Items from a labeling collection:
════════════════
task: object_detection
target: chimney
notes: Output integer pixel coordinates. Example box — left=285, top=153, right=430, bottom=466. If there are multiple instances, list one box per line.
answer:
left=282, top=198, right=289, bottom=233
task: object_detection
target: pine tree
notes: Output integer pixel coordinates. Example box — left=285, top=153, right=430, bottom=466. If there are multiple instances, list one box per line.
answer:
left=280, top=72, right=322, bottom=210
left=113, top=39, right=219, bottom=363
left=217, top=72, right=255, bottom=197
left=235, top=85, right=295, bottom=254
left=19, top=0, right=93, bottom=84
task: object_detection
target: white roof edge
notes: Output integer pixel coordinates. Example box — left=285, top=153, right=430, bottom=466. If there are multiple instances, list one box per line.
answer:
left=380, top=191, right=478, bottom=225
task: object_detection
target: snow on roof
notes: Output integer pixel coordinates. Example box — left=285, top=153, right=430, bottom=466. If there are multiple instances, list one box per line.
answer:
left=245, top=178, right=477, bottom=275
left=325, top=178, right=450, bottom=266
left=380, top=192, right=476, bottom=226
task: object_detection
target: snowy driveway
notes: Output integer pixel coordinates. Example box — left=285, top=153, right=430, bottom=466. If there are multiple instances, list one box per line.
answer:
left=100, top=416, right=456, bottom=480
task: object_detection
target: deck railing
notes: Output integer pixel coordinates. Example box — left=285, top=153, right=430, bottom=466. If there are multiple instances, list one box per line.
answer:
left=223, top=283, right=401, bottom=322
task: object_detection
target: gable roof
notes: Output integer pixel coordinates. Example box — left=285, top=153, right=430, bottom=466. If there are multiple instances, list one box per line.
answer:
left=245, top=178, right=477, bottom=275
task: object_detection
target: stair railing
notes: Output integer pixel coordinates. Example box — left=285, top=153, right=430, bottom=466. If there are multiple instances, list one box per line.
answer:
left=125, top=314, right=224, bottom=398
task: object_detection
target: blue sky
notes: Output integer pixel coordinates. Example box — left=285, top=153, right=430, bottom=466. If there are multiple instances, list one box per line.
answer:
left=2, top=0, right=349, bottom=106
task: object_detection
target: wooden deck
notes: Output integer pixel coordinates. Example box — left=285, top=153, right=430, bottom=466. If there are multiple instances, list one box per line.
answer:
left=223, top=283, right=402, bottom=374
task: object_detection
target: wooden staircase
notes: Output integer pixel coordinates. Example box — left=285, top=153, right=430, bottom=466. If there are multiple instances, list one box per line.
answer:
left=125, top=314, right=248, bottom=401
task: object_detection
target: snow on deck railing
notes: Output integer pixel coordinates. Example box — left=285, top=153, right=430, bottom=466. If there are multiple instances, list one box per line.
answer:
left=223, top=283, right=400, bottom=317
════════════════
== Exercise objective ==
Collect every line of the records that contains the word "wooden", matching case exactly.

== Reply ==
target: wooden deck
target: wooden staircase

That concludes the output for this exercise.